* **CONSIGNE ÉCRITE A**
Modifiez le passage de l'interview sur la pension alimentaire qui commence par « En avril 2016, le » et va jusqu'à « l'éducation de l'enfant ? » : réécrivez-le en remplaçant « statisticienne » par « sociologue ».
* **CONSIGNE ÉCRITE B**
D'après l'interview sur la pension alimentaire, combien de parents ont été interrogés lors de l'enquête téléphonique d'octobre 2014 ?
* **CONSIGNE ÉCRITE C**
Poursuivez l'interview sur la pension alimentaire à partir de l'endroit où elle s'arrête.

La contribution à l’entretien et à l’éducation de l’enfant

« Quand l'enfant réside chez sa mère, le père doit verser à cette dernière une pension alimentaire dans 84% des cas »

En avril 2016, le ministère de la Justice a publié une étude statistique sur la contribution à l'entretien et à l'éducation de l'enfant. Interview de la statisticienne Zakia Belmokhtar, auteur de cette étude.


 

Comment a été réalisée cette étude Infostat sur la contribution à l'entretien et à l'éducation de l'enfant ?

Zakia Belmokhtar (ZB) : Cette étude s’appuie sur trois sources. On a tout d’abord collecté tous les jugements de divorce avec enfants mineurs prononcés en juin 2012, et on a extrait les informations contenues dans ces jugements pour les exploiter.

Cette 1ère  base nous a permis d’avoir les éléments de cadrage concernant le divorce, et en particulier sur toutes les questions relatives aux enfants et sur lesquelles le juge a statué.

Ensuite, avec l’aide de la société IPSOS, on a récupéré les numéros de téléphone de 3500 parents divorcés dont on a collecté le jugement. On les a interviewés par téléphone 4 mois après leur divorce, avec pour principal objectif de comprendre quels ont été les éléments qui ont déterminé leur choix sur la résidence de leurs enfants.

Enfin, toujours sur la même population de parents ayant divorcé en juin 2012, on a réalisé une 2ème  enquête par téléphone, un peu plus de deux ans après, soit en octobre 2014. Là aussi, 3500 parents ont été interrogés pour savoir si des changements avaient eu lieu concernant leurs enfants et si des recours avaient été déposés devant le juge aux affaires familiales. On les a aussi questionnés sur d’éventuels incidents de paiement de la pension alimentaire au cours du temps et sur les actions qui ont pu être engagées pour recouvrer les sommes dues. Et dans les deux enquêtes, on a obtenu des interviews des deux ex-conjoints, soit 1000 couples, ce qui a permis de croiser leur perception de la situation.

Quels sont les principaux enseignements de cette étude ?

* **JEU DE DONNÉES**

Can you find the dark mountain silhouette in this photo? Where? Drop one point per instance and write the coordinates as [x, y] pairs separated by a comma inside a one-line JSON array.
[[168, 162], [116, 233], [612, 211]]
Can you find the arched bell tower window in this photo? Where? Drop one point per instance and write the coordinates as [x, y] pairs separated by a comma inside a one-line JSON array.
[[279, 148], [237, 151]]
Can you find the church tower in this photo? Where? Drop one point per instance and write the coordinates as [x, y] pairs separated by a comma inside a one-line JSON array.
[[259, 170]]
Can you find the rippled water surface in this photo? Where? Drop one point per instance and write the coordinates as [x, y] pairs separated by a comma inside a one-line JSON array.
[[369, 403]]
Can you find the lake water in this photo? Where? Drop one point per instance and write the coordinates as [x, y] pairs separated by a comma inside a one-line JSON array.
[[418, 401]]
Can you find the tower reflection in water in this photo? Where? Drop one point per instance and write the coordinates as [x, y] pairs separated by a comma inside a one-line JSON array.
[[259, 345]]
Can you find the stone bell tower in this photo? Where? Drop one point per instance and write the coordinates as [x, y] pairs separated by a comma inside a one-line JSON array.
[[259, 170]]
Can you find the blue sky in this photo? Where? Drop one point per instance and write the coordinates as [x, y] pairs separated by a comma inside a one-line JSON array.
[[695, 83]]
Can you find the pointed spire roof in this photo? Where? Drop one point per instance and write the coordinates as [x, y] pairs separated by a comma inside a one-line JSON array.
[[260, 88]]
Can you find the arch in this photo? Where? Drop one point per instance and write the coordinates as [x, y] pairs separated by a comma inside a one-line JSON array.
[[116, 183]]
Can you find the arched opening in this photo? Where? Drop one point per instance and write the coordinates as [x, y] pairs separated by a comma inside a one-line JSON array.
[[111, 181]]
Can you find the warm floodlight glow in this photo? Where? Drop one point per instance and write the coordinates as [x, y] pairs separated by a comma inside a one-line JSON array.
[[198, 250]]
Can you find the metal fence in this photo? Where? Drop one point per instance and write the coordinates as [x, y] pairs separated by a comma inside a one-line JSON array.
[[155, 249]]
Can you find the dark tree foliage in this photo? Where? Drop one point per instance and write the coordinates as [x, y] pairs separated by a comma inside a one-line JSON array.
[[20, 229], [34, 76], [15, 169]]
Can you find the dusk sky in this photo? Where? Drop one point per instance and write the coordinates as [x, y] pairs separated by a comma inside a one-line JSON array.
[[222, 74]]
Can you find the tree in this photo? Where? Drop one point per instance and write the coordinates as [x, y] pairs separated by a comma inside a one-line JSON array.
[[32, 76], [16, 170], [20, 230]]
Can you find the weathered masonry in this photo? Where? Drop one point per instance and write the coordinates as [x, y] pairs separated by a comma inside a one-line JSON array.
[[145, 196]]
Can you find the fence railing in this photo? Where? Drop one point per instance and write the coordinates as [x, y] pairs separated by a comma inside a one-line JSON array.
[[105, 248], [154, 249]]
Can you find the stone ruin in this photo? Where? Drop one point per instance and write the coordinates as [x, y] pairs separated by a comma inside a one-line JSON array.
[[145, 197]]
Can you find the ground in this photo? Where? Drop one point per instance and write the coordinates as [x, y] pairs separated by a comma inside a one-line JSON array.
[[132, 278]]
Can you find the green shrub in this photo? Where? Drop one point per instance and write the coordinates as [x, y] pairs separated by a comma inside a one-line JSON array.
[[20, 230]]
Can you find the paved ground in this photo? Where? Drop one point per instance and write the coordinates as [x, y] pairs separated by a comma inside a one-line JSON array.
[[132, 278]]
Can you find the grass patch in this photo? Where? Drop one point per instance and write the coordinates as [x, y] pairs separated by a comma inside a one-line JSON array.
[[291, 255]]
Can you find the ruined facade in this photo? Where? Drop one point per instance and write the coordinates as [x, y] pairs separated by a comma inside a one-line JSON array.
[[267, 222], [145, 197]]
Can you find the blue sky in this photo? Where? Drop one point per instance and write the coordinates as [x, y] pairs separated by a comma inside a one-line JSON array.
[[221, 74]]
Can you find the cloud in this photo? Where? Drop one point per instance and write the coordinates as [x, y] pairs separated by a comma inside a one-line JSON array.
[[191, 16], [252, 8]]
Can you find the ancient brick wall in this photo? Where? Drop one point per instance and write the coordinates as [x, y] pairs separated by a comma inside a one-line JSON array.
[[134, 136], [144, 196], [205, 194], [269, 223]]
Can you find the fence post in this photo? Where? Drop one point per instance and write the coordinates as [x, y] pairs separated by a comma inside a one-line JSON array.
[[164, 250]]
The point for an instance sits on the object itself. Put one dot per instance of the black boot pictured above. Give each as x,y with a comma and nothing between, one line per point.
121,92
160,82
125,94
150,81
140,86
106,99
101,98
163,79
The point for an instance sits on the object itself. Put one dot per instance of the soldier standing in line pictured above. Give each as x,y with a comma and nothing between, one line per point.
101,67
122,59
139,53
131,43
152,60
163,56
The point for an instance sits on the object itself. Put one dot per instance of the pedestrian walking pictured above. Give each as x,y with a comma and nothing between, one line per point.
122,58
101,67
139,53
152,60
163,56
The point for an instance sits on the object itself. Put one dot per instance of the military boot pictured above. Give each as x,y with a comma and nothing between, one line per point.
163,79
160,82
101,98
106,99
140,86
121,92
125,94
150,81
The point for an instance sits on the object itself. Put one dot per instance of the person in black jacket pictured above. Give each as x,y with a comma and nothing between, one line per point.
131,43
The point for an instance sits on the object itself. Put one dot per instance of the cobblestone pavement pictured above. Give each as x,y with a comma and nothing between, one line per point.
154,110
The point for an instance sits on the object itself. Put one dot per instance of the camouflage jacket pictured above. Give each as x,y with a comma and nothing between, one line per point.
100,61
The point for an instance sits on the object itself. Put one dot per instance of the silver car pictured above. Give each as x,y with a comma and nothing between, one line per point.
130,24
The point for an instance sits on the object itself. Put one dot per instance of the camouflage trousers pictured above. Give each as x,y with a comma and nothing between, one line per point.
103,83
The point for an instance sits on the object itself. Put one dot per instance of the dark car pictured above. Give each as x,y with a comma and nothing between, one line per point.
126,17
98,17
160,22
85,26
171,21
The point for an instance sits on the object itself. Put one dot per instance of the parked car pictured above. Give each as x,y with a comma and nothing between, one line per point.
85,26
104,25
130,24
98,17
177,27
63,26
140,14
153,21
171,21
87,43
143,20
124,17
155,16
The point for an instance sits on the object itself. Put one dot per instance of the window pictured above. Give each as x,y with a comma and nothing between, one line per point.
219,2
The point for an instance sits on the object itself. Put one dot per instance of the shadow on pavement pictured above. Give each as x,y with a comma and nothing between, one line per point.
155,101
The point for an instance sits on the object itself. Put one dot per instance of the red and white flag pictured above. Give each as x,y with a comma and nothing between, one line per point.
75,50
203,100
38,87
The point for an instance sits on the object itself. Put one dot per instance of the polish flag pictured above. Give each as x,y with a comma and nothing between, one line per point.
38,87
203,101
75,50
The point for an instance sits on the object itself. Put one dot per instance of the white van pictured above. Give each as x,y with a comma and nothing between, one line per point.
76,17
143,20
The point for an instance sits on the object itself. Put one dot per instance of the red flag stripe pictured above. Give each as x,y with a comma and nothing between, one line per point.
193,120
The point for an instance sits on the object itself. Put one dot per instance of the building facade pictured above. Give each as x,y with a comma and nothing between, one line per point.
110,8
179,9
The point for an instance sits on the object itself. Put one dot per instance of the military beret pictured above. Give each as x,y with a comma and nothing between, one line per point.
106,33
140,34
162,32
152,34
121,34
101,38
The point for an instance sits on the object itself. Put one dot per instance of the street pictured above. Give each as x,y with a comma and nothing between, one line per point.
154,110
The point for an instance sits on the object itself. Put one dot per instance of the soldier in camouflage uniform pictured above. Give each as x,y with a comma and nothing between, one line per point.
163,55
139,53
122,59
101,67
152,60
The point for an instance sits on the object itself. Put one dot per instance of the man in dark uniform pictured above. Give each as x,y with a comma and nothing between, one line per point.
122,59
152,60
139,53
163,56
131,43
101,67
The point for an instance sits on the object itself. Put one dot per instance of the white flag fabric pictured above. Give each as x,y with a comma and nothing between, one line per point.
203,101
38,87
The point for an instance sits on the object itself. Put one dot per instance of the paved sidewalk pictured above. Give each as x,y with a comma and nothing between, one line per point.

* **RÉPONSE ÉCRITE A**
En avril 2016, le ministère de la Justice a publié une étude statistique sur la contribution à l'entretien et à l'éducation de l'enfant. Interview de la sociologue Zakia Belmokhtar, auteur de cette étude.


 

Comment a été réalisée cette étude Infostat sur la contribution à l'entretien et à l'éducation de l'enfant ?

* **RÉPONSE ÉCRITE B**
3500 parents.

* **RÉPONSE ÉCRITE C**
(ZB) : Avec cette enquête, on apprend de la part des premières personnes concernées par le paiement d’une pension alimentaire qu'elle est huit fois sur dix versée de façon régulière et systématique au moment de l’enquête, mais que des incidents de paiement ont pu exister depuis le divorce, voire existent toujours, pour environ 25 % d’entre eux.

Autre enseignement : 15% des divorcés déclarent qu’un recours a été déposé devant le juge aux affaires familiales en vue de modifier un des aspects des questions résidentielle et financière liées aux enfants. On constate alors que dans deux recours sur trois apparaît la question financière. Et, comme on pouvait s’y attendre, ces recours, actions en paiement et dépôt de plainte s’inscrivent plus souvent dans des divorces contentieux que dans des divorces par consentement mutuel, ce qui témoigne de la persistance de sujets conflictuels après le divorce.

En cas de divorce, quel est le pourcentage de cas dans lesquels une contribution à l'entretien et à l'éducation de l'enfant est décidée par le juge ?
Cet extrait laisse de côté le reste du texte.